§ Task objective
How many lines in the data below contain the string "chair"? Reply with the number alone.

──────── Data entries

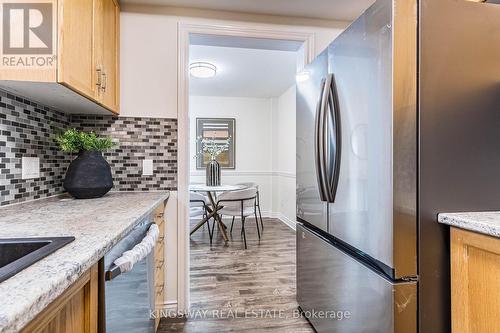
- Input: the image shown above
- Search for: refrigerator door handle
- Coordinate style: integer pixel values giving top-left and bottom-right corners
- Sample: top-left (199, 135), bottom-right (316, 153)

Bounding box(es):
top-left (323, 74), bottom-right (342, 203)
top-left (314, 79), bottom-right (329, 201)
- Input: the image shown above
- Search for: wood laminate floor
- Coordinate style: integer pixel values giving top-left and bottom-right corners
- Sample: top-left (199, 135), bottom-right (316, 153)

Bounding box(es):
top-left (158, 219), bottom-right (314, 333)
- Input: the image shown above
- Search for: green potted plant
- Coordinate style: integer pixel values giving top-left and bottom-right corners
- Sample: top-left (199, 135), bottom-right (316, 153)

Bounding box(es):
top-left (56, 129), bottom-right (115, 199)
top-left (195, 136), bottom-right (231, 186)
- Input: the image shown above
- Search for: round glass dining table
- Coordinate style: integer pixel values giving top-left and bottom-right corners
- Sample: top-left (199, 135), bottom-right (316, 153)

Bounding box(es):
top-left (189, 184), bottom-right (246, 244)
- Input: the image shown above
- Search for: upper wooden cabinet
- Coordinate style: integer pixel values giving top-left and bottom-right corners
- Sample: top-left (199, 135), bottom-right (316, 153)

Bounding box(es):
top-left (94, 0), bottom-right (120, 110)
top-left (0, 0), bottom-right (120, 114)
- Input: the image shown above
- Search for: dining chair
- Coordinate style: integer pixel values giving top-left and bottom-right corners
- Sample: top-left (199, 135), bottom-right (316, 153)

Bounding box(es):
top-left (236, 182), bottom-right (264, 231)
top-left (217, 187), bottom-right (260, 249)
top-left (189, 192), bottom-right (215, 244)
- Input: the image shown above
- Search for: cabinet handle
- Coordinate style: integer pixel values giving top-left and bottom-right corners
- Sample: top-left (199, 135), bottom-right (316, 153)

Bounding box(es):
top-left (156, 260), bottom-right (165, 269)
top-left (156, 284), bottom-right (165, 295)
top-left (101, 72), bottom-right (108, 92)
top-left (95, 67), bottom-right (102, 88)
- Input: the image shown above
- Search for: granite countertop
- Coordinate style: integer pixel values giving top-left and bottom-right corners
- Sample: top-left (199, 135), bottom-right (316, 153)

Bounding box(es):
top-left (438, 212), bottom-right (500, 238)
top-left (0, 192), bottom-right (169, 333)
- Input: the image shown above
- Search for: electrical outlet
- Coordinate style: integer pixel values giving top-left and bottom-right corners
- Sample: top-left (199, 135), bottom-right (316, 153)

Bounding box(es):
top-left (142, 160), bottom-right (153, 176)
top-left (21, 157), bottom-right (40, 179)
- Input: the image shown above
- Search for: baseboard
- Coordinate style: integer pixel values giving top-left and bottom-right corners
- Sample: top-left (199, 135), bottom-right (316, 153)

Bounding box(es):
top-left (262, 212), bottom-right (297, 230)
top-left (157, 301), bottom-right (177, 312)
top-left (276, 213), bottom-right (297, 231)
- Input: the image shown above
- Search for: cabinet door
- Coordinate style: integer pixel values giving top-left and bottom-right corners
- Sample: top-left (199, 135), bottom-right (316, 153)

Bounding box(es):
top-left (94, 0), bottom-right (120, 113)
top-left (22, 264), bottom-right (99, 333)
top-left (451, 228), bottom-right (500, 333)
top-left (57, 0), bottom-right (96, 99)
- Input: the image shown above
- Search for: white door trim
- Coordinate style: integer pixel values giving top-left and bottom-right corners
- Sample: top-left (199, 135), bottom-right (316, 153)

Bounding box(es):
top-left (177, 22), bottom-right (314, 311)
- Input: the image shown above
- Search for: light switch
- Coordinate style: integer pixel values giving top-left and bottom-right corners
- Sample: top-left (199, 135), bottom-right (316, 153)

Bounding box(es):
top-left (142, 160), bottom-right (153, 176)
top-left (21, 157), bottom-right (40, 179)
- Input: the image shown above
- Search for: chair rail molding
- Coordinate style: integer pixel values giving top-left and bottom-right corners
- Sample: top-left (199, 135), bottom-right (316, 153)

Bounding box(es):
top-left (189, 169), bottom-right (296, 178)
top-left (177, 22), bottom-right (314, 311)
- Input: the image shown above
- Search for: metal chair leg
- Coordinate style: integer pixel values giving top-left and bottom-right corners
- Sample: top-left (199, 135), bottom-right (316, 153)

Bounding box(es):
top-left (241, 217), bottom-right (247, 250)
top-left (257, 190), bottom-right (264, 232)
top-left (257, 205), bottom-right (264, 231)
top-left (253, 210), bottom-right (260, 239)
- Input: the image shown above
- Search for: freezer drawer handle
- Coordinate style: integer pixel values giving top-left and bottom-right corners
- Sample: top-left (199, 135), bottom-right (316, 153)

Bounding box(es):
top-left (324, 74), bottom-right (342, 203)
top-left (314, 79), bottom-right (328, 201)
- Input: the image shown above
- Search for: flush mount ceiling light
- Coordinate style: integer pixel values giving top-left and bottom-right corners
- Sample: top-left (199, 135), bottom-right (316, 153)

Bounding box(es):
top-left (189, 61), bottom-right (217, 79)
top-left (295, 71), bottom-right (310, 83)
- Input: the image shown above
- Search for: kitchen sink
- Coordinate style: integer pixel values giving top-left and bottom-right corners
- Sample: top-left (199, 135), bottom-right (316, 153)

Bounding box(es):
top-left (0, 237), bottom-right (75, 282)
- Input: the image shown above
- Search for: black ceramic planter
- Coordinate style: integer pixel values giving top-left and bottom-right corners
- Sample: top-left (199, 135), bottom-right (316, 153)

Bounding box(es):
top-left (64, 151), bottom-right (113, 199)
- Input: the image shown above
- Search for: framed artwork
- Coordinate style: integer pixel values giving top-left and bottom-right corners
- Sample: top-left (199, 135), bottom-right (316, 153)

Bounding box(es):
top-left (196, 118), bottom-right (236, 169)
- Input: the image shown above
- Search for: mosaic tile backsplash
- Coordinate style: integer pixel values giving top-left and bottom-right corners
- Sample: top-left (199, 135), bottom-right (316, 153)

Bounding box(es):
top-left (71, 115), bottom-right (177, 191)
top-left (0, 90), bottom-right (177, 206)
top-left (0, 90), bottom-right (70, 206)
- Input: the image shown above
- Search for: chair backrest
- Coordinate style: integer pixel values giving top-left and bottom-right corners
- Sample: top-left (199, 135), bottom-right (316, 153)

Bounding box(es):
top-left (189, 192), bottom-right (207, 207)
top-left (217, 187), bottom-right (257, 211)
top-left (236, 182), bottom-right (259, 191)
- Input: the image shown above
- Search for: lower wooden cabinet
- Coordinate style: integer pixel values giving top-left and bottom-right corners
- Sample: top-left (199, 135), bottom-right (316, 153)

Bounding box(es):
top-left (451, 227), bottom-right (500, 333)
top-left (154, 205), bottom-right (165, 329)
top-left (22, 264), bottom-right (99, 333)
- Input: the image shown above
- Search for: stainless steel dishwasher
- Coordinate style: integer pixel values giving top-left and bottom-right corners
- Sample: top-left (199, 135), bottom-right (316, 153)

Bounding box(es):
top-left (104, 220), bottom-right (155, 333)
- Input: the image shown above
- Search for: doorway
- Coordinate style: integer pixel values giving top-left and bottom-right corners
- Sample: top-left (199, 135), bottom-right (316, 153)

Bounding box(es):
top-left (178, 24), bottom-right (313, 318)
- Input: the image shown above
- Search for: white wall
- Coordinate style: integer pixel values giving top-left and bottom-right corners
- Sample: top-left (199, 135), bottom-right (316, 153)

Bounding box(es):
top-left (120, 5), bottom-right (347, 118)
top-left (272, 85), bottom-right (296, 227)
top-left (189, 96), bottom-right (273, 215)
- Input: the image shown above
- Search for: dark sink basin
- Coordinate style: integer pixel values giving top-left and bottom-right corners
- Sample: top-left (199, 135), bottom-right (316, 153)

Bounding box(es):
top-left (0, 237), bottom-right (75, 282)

────────────────

§ Solution
4